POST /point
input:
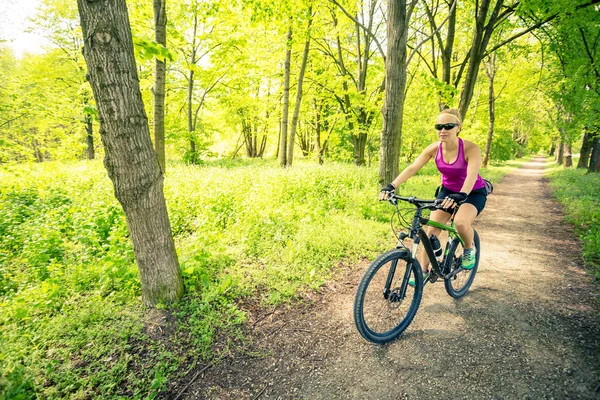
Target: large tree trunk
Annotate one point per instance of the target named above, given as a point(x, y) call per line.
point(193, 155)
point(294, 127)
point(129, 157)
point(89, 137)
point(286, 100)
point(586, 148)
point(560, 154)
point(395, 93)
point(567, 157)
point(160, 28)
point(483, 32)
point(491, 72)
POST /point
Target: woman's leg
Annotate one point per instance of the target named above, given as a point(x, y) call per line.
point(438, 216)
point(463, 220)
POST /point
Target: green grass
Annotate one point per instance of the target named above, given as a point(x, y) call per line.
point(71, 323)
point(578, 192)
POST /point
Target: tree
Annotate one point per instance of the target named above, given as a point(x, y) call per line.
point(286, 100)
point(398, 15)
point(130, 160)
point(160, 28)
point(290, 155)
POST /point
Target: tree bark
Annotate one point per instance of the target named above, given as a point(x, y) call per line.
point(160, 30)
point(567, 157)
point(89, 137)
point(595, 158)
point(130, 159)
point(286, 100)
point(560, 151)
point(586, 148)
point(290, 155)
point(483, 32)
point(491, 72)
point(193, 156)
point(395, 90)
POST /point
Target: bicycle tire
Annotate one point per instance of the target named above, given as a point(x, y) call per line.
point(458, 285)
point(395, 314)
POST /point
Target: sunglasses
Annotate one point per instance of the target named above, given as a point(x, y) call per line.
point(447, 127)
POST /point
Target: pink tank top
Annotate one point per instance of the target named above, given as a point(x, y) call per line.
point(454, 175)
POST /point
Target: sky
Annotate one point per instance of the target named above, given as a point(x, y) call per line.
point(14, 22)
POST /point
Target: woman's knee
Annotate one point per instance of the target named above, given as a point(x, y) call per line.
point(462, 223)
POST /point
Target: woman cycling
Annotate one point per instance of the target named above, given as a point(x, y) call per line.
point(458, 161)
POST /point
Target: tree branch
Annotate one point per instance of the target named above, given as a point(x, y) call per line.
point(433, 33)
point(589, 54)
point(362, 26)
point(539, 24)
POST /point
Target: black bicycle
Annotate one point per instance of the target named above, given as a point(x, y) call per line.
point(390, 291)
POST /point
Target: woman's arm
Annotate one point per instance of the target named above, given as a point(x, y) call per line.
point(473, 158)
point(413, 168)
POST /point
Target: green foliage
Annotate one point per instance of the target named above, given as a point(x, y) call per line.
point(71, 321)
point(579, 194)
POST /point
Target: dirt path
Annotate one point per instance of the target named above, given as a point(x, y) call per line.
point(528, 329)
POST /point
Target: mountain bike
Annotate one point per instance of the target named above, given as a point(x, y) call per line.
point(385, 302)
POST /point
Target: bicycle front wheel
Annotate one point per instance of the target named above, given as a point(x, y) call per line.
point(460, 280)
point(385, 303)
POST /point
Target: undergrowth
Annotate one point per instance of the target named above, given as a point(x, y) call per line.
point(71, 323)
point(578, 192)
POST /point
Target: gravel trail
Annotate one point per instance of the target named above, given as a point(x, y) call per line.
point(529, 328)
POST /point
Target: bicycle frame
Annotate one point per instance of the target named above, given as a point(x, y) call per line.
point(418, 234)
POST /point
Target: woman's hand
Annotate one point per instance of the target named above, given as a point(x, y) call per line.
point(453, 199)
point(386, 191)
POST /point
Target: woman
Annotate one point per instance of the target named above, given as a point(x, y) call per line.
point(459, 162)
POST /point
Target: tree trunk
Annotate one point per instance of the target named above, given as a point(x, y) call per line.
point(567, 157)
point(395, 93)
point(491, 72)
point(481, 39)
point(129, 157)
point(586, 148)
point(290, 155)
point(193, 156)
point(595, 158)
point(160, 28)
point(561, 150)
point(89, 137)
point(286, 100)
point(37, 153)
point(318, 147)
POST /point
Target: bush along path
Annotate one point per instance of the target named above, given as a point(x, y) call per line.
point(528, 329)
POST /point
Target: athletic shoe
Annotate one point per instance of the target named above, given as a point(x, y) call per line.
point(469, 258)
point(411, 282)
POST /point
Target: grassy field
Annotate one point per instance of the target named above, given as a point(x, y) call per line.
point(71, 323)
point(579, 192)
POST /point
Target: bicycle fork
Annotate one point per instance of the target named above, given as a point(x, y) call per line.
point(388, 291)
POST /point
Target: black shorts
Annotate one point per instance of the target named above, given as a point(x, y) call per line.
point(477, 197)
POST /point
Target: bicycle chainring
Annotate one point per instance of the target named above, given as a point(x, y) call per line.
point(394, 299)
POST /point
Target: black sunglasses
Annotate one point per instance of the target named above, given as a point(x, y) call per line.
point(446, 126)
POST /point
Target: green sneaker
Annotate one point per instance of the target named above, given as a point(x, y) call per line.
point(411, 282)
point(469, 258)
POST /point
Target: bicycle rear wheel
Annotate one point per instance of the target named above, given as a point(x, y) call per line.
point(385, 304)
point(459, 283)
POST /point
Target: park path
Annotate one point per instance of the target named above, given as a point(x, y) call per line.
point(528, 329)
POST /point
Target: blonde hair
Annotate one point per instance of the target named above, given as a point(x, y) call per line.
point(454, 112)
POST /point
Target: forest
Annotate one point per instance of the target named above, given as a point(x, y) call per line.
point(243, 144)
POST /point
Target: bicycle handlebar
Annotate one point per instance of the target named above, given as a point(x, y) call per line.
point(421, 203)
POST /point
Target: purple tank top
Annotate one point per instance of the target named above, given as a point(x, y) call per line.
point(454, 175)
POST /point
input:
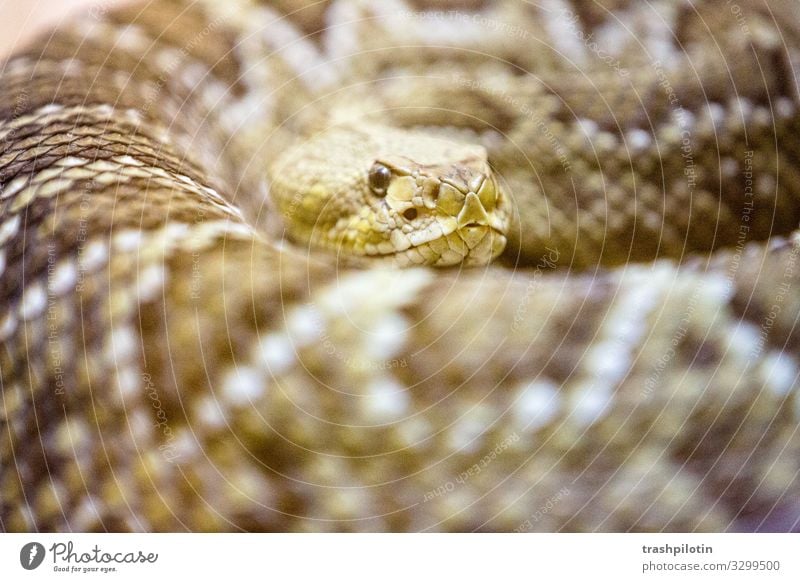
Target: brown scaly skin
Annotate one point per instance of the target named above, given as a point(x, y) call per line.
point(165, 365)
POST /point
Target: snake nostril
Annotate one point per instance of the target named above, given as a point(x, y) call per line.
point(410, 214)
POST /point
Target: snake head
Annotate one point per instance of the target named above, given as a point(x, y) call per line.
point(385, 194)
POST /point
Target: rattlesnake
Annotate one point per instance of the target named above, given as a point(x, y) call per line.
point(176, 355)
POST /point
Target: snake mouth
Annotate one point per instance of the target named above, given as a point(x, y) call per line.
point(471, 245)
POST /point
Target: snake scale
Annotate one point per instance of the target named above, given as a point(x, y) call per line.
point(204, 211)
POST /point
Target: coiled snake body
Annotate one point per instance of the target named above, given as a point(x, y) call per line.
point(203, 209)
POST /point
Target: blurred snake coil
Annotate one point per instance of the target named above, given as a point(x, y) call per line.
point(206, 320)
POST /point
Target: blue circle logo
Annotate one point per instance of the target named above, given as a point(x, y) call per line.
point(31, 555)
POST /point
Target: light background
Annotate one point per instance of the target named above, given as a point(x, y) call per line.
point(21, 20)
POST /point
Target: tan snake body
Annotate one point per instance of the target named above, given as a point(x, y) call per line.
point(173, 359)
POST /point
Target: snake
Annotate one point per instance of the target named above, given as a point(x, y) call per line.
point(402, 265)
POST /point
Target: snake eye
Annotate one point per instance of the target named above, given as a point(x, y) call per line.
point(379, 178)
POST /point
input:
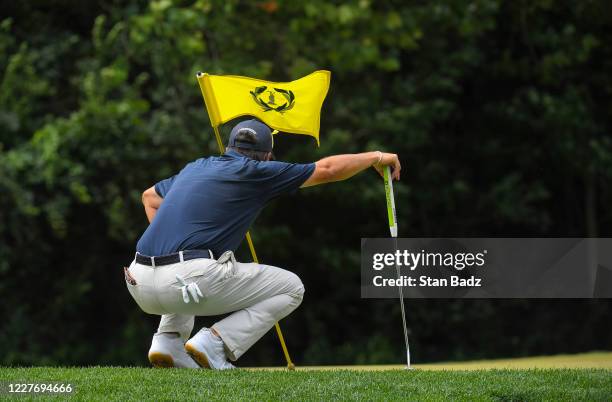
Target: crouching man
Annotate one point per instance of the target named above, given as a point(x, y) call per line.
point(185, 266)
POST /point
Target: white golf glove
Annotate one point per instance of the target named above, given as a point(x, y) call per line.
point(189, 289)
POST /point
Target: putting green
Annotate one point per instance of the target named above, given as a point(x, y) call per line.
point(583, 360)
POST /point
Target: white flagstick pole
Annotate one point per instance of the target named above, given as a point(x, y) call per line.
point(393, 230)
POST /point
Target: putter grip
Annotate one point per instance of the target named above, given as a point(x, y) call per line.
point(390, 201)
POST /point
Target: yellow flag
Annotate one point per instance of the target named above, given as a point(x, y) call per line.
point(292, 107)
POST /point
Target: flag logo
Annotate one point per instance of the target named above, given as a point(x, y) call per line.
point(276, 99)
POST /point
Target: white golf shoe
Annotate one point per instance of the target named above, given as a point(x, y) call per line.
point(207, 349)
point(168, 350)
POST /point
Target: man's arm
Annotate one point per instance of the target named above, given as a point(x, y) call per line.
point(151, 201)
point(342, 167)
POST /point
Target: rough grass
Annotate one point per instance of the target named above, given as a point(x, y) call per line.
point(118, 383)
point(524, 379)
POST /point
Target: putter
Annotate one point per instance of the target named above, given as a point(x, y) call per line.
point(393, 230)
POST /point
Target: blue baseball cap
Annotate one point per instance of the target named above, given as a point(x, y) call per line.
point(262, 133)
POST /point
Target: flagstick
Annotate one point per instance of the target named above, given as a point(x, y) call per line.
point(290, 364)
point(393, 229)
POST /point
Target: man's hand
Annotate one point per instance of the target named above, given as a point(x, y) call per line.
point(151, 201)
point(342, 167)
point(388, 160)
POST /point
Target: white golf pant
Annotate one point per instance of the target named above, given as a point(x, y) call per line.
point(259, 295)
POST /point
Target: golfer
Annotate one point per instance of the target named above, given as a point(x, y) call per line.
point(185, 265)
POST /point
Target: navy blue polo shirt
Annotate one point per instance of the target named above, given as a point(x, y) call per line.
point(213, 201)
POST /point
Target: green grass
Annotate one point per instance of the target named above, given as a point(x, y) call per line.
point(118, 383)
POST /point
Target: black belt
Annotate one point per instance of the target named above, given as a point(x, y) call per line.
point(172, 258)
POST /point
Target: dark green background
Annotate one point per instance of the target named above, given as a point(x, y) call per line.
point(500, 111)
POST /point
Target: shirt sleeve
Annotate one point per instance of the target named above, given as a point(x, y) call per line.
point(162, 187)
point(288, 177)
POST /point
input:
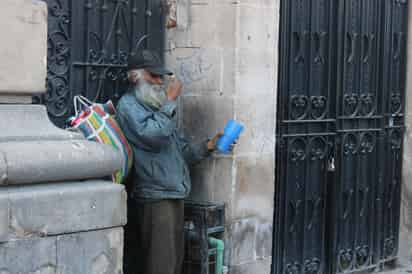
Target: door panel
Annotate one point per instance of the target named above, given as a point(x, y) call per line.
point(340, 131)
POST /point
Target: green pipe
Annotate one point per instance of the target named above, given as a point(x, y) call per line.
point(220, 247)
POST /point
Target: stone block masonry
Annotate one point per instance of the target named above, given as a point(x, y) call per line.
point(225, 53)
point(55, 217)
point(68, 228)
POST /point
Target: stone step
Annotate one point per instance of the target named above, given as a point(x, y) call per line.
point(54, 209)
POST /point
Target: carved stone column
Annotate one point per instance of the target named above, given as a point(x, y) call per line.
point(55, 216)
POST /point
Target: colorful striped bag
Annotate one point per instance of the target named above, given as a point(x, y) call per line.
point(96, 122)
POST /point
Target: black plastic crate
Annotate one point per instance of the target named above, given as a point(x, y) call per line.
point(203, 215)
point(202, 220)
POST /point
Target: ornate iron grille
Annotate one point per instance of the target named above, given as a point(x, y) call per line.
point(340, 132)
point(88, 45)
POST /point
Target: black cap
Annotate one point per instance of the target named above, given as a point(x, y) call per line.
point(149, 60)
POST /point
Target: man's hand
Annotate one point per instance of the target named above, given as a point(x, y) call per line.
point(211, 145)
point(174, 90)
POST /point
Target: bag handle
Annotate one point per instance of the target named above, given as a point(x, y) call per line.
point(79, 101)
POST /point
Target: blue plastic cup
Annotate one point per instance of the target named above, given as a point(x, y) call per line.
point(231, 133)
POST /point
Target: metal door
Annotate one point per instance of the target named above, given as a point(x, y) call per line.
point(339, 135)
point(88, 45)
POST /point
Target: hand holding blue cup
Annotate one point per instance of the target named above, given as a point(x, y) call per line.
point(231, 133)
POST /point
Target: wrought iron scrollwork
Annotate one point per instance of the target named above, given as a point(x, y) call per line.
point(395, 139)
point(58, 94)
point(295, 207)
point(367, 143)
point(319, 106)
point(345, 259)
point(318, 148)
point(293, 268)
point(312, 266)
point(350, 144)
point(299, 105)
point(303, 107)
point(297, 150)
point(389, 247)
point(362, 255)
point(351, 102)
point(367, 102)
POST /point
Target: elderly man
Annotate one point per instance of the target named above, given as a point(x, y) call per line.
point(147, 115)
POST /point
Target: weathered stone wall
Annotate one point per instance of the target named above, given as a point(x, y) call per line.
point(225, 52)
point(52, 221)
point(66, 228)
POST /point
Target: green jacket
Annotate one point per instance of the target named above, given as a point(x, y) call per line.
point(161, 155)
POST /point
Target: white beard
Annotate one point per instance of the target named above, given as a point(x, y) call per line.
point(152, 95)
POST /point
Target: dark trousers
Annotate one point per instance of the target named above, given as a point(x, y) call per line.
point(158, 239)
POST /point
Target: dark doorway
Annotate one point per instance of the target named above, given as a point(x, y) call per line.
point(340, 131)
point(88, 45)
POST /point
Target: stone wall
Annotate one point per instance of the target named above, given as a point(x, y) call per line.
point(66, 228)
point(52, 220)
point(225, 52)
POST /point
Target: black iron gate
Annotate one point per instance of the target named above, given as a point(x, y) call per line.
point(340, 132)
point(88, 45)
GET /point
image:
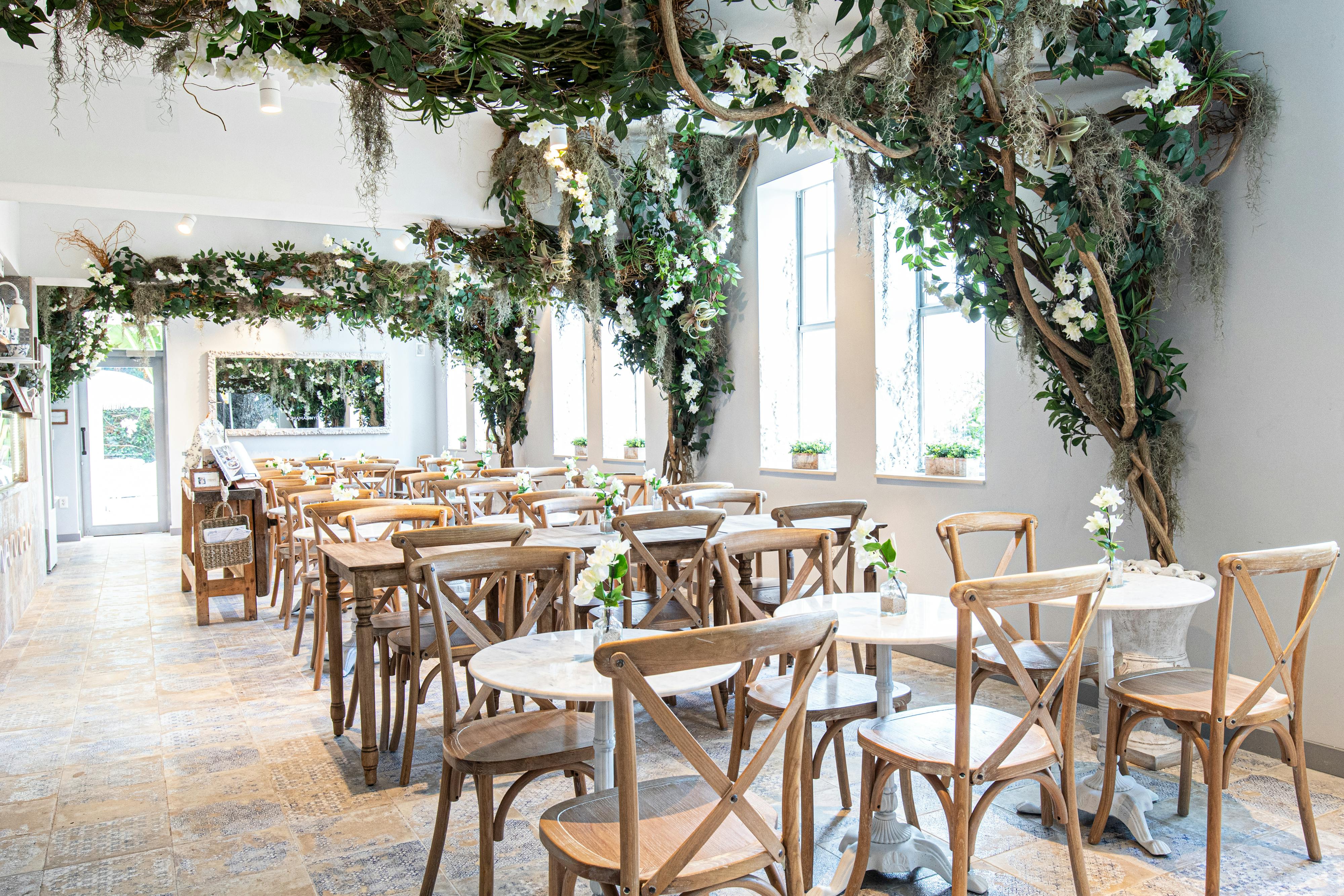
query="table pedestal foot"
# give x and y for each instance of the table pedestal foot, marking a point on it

▶ _DESCRIPTION OF THE TASK_
Reproduce the lines above starting at the one with "Target: coiled snake body" and ending at the one with "Target: putting green", both included, exactly and with no pictures.

▶ _TASK SOLUTION_
Target: coiled snake body
Annotate one point per instance of the target named above, given as a point(x, y) call per line.
point(203, 209)
POST /point
Target: blurred snake coil
Annotate one point per instance of the target named above, given as a point(x, y) call per line.
point(206, 320)
POST /point
Target: blue circle logo
Annotate one point per instance of the target named above, given as a point(x, y) call per line.
point(31, 555)
POST /point
Target: light background
Annotate one point per instance of the target named above, given as a point(x, y) call per line.
point(21, 20)
POST /point
Target: tan snake body
Annotate one point per instance of the target named above, given as a point(x, y) call per line.
point(173, 359)
POST /point
Target: snake
Annotate one point per instance of the target named above, given as a point(x, y) call per line.
point(402, 265)
POST /point
Target: snake eye
Annotate one point per instance of the target named above, given as a point(x, y) call per line.
point(379, 178)
POST /point
input:
Target: crouching man
Annotate one point per instance of the target named above, given as a point(x, y) call per line.
point(185, 266)
POST /point
Target: white golf glove
Annotate one point per instance of the target named above, given as a point(x, y) call per line.
point(189, 289)
POST /point
Target: putting green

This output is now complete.